GOAL
Rewrite the lines below in full, changing every occurrence of "detect-objects" to "find-objects" and keeping everything else unchanged.

═════ EXTRACTED MATERIAL ═════

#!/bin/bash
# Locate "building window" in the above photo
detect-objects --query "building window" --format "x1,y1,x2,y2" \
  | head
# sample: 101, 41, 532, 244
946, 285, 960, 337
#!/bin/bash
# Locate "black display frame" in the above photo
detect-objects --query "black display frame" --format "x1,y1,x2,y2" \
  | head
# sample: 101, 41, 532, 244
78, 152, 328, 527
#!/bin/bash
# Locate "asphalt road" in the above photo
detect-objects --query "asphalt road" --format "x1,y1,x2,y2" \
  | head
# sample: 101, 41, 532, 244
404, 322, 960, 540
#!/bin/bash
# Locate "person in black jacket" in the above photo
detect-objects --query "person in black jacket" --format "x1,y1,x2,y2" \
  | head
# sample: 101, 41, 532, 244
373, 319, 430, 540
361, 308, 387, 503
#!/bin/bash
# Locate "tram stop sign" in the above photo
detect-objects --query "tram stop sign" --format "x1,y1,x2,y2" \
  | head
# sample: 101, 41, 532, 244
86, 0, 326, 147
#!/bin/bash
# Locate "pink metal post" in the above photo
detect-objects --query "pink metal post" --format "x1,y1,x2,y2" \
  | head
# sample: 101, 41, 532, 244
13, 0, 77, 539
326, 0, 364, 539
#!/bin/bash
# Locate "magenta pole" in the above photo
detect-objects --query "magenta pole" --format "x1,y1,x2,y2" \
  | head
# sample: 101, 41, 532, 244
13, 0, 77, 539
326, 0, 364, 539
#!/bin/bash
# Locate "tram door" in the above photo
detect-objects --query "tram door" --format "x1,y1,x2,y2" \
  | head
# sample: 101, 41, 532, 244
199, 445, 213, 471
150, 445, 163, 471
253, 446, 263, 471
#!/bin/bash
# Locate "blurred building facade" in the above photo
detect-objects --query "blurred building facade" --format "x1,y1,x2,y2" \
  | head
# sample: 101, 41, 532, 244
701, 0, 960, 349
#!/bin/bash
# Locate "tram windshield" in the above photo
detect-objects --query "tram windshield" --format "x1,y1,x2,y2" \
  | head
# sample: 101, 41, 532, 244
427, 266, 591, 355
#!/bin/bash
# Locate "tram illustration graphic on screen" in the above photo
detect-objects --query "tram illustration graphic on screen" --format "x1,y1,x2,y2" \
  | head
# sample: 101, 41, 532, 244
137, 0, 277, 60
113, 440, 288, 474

═════

REPLY TO THE EXERCISE
#!/bin/bash
# Locate "building window" in the above photo
find-objects --query "building window" --format "x1,y1,x2,y2" \
  | head
# sample: 101, 41, 532, 244
946, 285, 960, 337
#!/bin/bash
# Locate "black display frame" in the above photo
find-objects --query "black display frame" --format "x1,y1,x2,y2" \
  | head
# sample: 101, 41, 532, 244
78, 152, 328, 527
#!/bin/bash
# Locate "asphalt road" in the above photo
find-objects --query "asphalt road" --format "x1,y1,x2,y2" \
  | head
# sample: 101, 41, 532, 244
404, 322, 960, 540
#!/bin/bash
# Locate "person in black jacket" in the above photo
find-objects --query "person in black jacket" --format "x1,y1,x2,y2" \
  | head
# sample: 101, 41, 532, 244
373, 319, 430, 540
361, 308, 387, 503
#!/bin/bash
# Locate "tram stop sign" in the above photo
find-objects --query "tram stop sign" --format "x1,y1,x2,y2" \
  | head
# sample: 101, 41, 532, 244
86, 0, 326, 147
#!/bin/bash
# Locate "pink metal post" in the above photo
find-objects --query "pink metal post" --format "x1,y1,x2,y2" \
  | head
# sample: 101, 41, 532, 244
13, 0, 77, 539
326, 0, 364, 539
#!/bin/bash
# Locate "magenta pole" in the above photo
find-objects --query "magenta pole" --format "x1,y1,x2,y2" \
  | head
# sample: 101, 41, 532, 244
13, 0, 77, 539
326, 0, 364, 539
#!/bin/bash
# Locate "tram door" in the above photo
find-objects --query "tram door" --format "x1,y1,x2,y2" \
  | head
# sample: 101, 41, 532, 244
199, 445, 213, 471
150, 445, 163, 471
253, 446, 263, 471
#!/bin/bash
# Locate "blurred building facade" in the above photo
find-objects --query "blurred building facade" --format "x1,y1,x2,y2" \
  | head
# sample: 101, 41, 532, 244
701, 0, 960, 349
#!/bin/bash
# Locate "tram windshield" in the above photo
find-objects --query "tram windshield" --format "x1,y1,x2,y2" \
  | head
# sample: 101, 41, 532, 244
427, 266, 591, 355
#!/bin/bash
# Locate "tram illustration graphic on screen" in the above photo
find-objects --query "tram illustration graphic on screen" --format "x1,y1,x2,y2" \
  | head
# sample: 101, 41, 532, 244
137, 0, 277, 60
113, 440, 288, 474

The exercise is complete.